EXTRACTED INFORMATION
'''

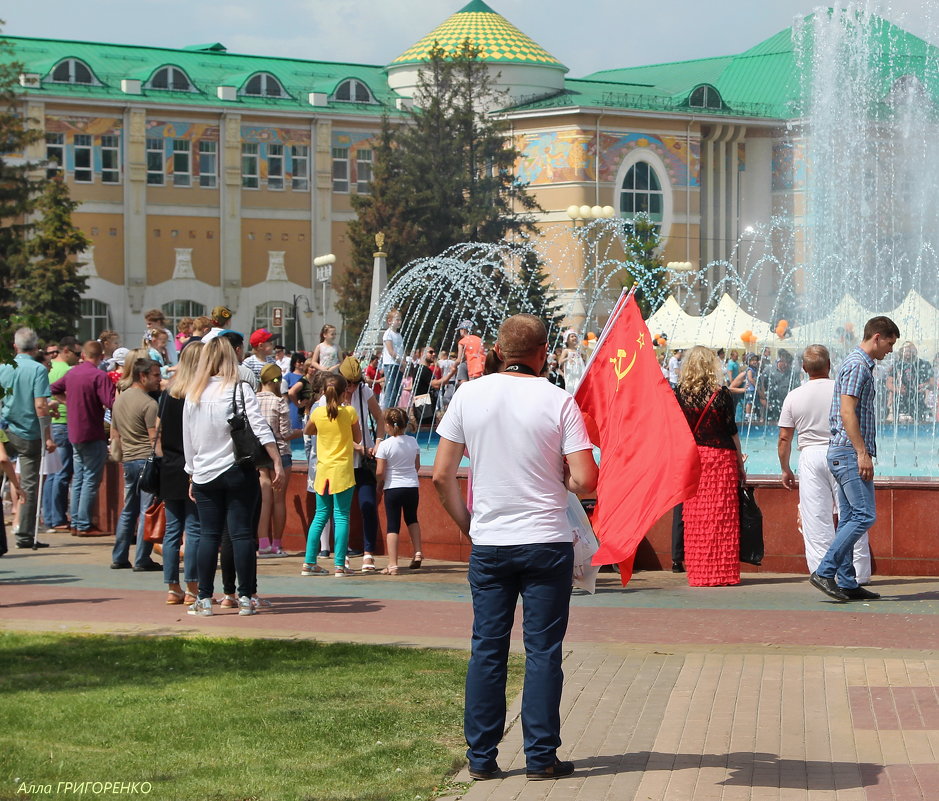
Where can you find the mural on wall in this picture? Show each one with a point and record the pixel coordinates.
(275, 136)
(561, 156)
(294, 144)
(181, 130)
(789, 166)
(355, 142)
(95, 126)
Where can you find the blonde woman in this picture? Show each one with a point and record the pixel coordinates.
(181, 512)
(225, 492)
(711, 517)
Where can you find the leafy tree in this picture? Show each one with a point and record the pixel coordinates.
(19, 186)
(535, 295)
(50, 288)
(443, 177)
(644, 263)
(383, 210)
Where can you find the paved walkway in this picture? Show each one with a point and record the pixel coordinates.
(763, 691)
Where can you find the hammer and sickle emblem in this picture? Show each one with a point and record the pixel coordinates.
(618, 368)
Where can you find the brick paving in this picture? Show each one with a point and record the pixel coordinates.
(764, 691)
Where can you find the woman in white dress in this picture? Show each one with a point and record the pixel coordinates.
(571, 361)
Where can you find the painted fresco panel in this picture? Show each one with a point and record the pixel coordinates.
(562, 156)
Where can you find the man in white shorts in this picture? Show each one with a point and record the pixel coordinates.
(805, 412)
(528, 446)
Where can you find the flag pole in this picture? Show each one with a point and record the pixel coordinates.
(624, 297)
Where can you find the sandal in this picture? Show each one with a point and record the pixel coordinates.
(175, 597)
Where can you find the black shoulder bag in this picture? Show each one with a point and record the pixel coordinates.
(248, 448)
(149, 478)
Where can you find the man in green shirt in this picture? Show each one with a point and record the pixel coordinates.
(55, 488)
(26, 415)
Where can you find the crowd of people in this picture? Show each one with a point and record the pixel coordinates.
(71, 406)
(907, 385)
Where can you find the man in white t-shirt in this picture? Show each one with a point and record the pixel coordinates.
(528, 446)
(805, 411)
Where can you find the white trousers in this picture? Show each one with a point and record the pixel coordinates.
(818, 503)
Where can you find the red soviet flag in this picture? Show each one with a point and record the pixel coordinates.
(648, 458)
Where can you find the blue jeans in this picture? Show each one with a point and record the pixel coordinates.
(389, 396)
(327, 506)
(181, 514)
(55, 490)
(89, 459)
(498, 575)
(230, 500)
(856, 514)
(130, 523)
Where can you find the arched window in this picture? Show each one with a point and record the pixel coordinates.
(705, 96)
(71, 70)
(353, 91)
(641, 191)
(175, 310)
(96, 317)
(264, 85)
(171, 78)
(277, 316)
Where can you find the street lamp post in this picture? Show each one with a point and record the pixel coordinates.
(324, 274)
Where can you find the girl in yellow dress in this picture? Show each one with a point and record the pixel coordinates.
(338, 435)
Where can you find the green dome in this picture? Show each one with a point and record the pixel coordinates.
(498, 40)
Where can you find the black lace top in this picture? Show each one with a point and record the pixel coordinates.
(718, 427)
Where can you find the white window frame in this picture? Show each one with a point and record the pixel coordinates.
(55, 154)
(72, 64)
(363, 165)
(110, 149)
(172, 76)
(182, 157)
(84, 147)
(250, 156)
(95, 318)
(208, 155)
(155, 148)
(275, 167)
(354, 85)
(341, 165)
(655, 161)
(300, 178)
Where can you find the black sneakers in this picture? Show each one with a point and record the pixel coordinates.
(556, 771)
(829, 587)
(860, 594)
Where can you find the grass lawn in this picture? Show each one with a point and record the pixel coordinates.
(229, 719)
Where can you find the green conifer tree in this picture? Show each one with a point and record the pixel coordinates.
(49, 290)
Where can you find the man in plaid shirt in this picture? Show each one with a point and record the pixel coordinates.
(851, 453)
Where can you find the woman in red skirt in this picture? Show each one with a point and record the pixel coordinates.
(712, 520)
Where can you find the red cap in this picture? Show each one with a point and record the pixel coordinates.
(260, 336)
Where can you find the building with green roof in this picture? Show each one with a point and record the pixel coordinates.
(210, 177)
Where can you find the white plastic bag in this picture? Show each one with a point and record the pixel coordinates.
(585, 545)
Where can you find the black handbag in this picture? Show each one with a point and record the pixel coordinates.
(368, 464)
(751, 528)
(149, 478)
(248, 448)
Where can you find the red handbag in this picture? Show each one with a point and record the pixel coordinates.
(154, 522)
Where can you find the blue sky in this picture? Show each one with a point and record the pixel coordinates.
(586, 36)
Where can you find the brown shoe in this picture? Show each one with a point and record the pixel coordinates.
(91, 532)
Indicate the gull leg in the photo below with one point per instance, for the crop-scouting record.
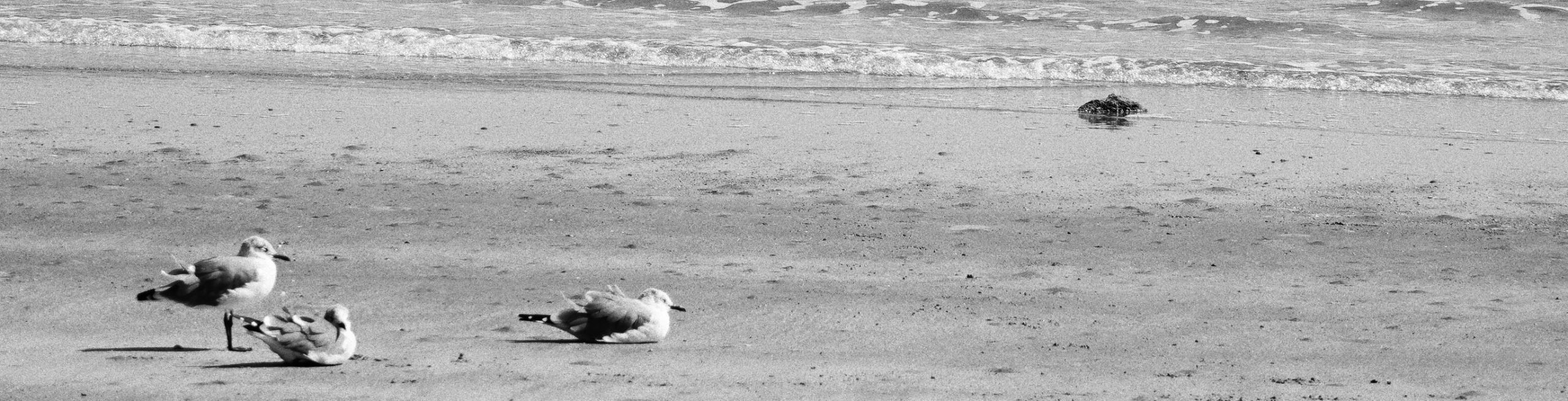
(228, 330)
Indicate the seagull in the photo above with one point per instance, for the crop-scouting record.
(223, 282)
(306, 340)
(612, 316)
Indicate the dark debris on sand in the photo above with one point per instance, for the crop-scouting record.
(1112, 106)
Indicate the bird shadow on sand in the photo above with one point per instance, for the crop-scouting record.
(145, 349)
(278, 364)
(545, 340)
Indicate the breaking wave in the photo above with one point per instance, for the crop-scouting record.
(861, 59)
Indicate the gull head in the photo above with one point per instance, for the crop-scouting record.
(659, 298)
(337, 316)
(258, 244)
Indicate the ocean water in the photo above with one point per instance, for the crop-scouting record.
(1402, 46)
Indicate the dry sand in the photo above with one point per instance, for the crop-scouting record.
(830, 244)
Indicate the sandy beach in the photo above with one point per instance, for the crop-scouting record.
(914, 244)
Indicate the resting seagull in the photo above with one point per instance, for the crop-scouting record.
(304, 340)
(612, 316)
(223, 282)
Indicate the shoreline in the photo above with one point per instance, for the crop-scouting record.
(850, 249)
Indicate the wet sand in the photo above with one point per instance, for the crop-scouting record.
(841, 244)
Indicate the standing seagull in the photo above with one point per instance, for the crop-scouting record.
(612, 316)
(328, 340)
(223, 282)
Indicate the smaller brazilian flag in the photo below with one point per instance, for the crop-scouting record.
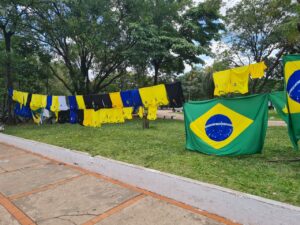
(292, 86)
(235, 126)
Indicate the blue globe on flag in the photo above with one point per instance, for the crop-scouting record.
(293, 86)
(218, 127)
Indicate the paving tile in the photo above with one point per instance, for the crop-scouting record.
(26, 180)
(8, 151)
(74, 202)
(20, 162)
(150, 211)
(6, 218)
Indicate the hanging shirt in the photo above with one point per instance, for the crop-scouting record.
(175, 95)
(222, 82)
(64, 116)
(126, 98)
(73, 116)
(80, 116)
(72, 102)
(141, 112)
(102, 101)
(239, 78)
(63, 103)
(152, 113)
(257, 70)
(28, 100)
(20, 97)
(154, 96)
(80, 102)
(116, 99)
(55, 104)
(136, 98)
(36, 116)
(88, 114)
(10, 92)
(127, 112)
(22, 111)
(38, 101)
(49, 102)
(96, 122)
(88, 101)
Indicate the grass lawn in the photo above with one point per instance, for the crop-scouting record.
(163, 148)
(273, 115)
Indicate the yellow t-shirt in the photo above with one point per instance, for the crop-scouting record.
(141, 112)
(127, 112)
(116, 99)
(222, 82)
(80, 102)
(20, 97)
(152, 113)
(55, 104)
(38, 101)
(239, 79)
(257, 70)
(88, 117)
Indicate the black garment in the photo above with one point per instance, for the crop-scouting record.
(64, 116)
(175, 95)
(105, 101)
(88, 101)
(80, 116)
(28, 100)
(97, 102)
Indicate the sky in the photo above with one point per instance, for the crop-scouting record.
(216, 46)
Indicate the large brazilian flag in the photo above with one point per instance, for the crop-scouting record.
(292, 84)
(235, 126)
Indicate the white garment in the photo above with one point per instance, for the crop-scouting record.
(63, 103)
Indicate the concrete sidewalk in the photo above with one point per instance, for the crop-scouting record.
(38, 190)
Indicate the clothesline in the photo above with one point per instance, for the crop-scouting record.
(94, 110)
(236, 80)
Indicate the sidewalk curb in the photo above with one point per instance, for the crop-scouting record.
(239, 207)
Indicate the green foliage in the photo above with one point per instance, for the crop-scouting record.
(262, 30)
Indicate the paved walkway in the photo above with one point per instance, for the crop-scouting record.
(169, 114)
(38, 190)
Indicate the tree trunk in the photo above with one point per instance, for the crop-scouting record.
(9, 82)
(156, 69)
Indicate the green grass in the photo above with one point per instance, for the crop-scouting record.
(273, 115)
(163, 148)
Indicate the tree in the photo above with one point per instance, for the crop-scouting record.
(11, 15)
(260, 30)
(92, 38)
(176, 33)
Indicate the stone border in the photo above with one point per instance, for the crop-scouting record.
(239, 207)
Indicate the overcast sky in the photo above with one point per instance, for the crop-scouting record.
(215, 46)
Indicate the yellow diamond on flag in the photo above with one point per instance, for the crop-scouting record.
(219, 126)
(292, 79)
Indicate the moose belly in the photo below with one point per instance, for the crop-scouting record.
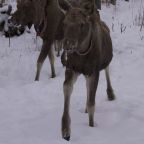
(82, 64)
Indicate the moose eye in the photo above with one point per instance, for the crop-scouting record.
(81, 25)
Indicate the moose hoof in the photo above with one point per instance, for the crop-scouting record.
(36, 79)
(53, 76)
(111, 95)
(67, 138)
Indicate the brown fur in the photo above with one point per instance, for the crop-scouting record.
(47, 18)
(78, 26)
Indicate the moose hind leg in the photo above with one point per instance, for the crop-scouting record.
(51, 59)
(91, 82)
(41, 59)
(70, 78)
(110, 92)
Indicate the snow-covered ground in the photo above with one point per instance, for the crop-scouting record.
(30, 112)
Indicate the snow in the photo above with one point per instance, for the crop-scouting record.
(31, 111)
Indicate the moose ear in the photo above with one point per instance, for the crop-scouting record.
(65, 5)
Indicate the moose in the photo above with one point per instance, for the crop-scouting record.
(47, 17)
(89, 50)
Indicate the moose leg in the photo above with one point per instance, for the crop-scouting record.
(110, 93)
(51, 59)
(43, 54)
(70, 78)
(92, 83)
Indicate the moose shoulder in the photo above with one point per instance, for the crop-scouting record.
(88, 45)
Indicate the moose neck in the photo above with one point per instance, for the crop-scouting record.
(86, 43)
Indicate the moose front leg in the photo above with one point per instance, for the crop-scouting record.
(70, 78)
(45, 51)
(91, 83)
(110, 92)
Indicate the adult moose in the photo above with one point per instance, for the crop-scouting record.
(88, 44)
(47, 17)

'''

The answer must consist of the line containing "Indicate the overcast" and every line after it through the end of the records, retyped exactly, with all pictures left out.

TASK SOLUTION
Indicate the overcast sky in the photo above with one point per instance, for the crop-scouting record.
(215, 46)
Indicate the yellow diamond on flag in the photo above with one point per instance, for the crop-scouting record.
(219, 126)
(292, 79)
Indicate the moose belly in the photo below with one point per instance, for the crop-scouting record.
(82, 64)
Indicate the moose eye in the photo above with one point per instance, for the crop-scouting record.
(81, 25)
Indicate the moose hoof in the photo above with one point per instance, for the crop-scouting record.
(36, 79)
(53, 76)
(111, 95)
(67, 138)
Indicate the brown fur in the photo above with one point per instance, for the crop-scouting record.
(47, 18)
(78, 26)
Indicate the moose hind leg in the photo above with one point per instance, for the crop-scouting record.
(51, 59)
(91, 82)
(41, 59)
(70, 78)
(110, 92)
Indicate the snow-covered ground in the photo above with one point per instance, for the crop-scouting record.
(30, 112)
Indicate the snow in the photo above with one point per instance, for the crop-scouting record.
(31, 111)
Indicate the moose ear in the photo above with one point per instance, for the crop-scouting record.
(65, 5)
Indicate the moose in the photo above with one point per instance, for the crop-scouting record.
(47, 17)
(89, 50)
Indicate the moose leg in the photo above with one point per instance, for the crop-scouting record.
(110, 93)
(51, 59)
(43, 54)
(70, 78)
(92, 83)
Indicate the moose shoulder in the photo above with one point per instance, for the crop-scouting record.
(88, 45)
Indicate the moose neck in the photo above with one point per instance, for the crop-scouting record.
(86, 43)
Indicate the moose front leg in the photo above with one point per instance, for the crop-scouting record.
(70, 78)
(45, 51)
(91, 83)
(110, 92)
Indicate the adult moose in the photo above with one point per instance, for the crop-scouting record.
(88, 44)
(47, 17)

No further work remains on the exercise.